AIM: Pull out every line in the records below that contains the string "skid", matching upper and lower case exactly.
-- BEGIN GIVEN ENTRIES --
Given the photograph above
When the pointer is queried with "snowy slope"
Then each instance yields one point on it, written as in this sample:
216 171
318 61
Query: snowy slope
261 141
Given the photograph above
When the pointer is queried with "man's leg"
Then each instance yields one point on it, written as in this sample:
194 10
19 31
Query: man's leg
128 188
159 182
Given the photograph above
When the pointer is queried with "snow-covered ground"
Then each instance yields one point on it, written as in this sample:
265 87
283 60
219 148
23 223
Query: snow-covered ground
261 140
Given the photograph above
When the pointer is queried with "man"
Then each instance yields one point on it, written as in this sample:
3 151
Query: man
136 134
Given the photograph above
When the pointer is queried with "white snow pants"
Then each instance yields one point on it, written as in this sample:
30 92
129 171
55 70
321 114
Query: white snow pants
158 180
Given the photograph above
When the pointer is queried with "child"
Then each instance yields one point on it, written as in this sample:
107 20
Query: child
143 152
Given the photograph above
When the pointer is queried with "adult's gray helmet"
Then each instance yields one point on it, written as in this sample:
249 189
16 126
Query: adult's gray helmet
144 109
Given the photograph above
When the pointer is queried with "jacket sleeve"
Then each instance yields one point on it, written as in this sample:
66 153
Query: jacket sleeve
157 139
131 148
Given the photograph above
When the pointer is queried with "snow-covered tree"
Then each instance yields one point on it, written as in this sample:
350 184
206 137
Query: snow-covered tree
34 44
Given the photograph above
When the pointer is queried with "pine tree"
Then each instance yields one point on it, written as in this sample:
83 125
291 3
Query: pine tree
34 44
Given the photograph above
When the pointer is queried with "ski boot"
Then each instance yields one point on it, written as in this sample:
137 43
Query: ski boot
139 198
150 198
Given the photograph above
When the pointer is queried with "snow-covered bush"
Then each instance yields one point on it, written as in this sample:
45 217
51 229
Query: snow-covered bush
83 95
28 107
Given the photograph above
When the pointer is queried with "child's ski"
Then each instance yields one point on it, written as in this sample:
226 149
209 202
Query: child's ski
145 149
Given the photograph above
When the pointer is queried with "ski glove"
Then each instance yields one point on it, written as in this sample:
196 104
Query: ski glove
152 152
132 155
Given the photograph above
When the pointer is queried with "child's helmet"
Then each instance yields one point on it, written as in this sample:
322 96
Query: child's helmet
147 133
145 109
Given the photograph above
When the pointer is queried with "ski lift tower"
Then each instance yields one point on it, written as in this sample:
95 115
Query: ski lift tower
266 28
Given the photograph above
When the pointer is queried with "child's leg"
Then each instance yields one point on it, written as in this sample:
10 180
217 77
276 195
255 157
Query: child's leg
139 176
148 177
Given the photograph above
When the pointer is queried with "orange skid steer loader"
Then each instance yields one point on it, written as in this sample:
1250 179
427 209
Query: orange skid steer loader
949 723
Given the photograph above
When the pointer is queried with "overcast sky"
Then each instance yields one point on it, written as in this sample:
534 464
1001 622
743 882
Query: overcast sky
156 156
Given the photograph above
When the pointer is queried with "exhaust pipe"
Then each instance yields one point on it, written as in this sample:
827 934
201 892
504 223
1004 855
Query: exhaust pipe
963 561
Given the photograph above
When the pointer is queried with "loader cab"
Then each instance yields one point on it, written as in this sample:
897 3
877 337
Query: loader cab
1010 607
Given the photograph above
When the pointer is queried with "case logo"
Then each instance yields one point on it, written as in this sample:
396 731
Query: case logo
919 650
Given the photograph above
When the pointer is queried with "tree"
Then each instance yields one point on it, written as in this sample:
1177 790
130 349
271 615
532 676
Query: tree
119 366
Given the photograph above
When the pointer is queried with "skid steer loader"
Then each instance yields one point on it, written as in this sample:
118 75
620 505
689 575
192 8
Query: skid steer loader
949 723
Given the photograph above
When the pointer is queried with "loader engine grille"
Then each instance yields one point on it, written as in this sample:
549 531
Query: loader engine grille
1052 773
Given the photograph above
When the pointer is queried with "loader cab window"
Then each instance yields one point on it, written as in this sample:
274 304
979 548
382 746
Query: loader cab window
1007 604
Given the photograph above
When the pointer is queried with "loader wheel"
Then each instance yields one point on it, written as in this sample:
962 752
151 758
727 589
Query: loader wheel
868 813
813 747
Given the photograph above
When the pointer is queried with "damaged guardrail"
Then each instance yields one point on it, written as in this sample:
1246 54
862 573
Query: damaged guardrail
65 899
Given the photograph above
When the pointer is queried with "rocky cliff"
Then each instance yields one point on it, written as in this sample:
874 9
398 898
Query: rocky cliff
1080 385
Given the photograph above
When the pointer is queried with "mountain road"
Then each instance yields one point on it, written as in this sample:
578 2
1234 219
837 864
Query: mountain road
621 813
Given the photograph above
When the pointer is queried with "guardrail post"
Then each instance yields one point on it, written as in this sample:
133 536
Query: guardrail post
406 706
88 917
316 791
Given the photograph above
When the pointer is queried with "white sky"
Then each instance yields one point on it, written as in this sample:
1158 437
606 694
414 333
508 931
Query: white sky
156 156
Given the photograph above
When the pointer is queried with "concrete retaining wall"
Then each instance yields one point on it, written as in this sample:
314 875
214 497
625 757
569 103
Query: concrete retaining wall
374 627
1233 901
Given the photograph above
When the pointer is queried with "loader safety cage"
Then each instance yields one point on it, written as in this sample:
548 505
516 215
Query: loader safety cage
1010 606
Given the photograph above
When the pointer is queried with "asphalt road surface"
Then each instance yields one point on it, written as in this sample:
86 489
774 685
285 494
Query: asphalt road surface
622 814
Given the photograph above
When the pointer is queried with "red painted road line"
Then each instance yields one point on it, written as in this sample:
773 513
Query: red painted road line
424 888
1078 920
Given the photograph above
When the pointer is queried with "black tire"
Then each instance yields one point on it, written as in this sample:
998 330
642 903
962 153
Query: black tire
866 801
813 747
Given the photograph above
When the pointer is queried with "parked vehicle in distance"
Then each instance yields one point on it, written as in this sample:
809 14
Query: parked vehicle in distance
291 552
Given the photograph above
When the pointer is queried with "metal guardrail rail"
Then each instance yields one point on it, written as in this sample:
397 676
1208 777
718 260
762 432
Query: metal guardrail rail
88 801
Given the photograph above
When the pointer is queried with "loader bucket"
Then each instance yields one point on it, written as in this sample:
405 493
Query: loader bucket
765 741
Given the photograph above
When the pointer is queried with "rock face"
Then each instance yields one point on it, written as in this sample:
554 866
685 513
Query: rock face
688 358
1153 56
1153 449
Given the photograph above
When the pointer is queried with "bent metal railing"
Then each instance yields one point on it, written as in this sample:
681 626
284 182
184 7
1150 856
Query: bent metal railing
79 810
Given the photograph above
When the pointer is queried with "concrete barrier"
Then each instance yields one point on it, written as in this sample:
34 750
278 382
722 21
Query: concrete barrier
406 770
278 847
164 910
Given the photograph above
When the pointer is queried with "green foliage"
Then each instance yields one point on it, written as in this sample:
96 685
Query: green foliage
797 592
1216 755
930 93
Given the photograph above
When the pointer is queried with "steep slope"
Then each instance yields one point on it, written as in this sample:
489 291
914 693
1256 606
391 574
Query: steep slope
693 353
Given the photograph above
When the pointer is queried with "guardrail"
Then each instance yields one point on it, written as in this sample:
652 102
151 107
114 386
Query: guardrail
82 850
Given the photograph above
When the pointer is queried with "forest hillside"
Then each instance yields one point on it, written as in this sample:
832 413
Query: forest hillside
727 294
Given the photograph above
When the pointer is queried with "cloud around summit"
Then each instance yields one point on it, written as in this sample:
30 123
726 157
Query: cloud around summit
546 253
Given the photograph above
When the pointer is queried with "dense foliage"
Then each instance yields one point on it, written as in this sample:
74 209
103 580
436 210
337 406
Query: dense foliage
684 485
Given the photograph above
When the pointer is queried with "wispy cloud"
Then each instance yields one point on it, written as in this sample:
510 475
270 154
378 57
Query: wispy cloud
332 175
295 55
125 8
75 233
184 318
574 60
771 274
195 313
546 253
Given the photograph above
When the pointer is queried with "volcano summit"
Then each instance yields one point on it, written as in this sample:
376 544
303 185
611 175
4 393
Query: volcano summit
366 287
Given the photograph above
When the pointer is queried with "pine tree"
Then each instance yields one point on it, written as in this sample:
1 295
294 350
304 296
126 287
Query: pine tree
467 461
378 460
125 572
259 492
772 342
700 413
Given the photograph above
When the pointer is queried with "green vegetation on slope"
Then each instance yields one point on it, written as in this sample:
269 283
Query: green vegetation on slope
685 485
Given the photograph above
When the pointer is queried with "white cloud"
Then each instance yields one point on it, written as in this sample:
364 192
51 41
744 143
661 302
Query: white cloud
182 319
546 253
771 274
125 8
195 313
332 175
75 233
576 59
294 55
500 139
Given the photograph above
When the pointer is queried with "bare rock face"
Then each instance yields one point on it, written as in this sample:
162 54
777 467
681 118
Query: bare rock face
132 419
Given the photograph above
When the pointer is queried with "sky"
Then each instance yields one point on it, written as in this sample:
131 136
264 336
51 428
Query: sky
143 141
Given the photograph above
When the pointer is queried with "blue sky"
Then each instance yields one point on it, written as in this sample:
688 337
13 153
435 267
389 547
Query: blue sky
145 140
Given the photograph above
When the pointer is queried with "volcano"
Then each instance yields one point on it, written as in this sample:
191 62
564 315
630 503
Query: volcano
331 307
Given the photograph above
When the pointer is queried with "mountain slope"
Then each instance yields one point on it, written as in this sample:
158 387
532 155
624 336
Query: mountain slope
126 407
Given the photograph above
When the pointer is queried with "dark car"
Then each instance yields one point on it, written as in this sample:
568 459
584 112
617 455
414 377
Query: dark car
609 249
-- END GIVEN ENTRIES --
REPLY:
When the pointer is queried with "orange skid steer loader"
Query: orange skid steer loader
When the pointer is queried with "skid steer loader"
Query: skid steer loader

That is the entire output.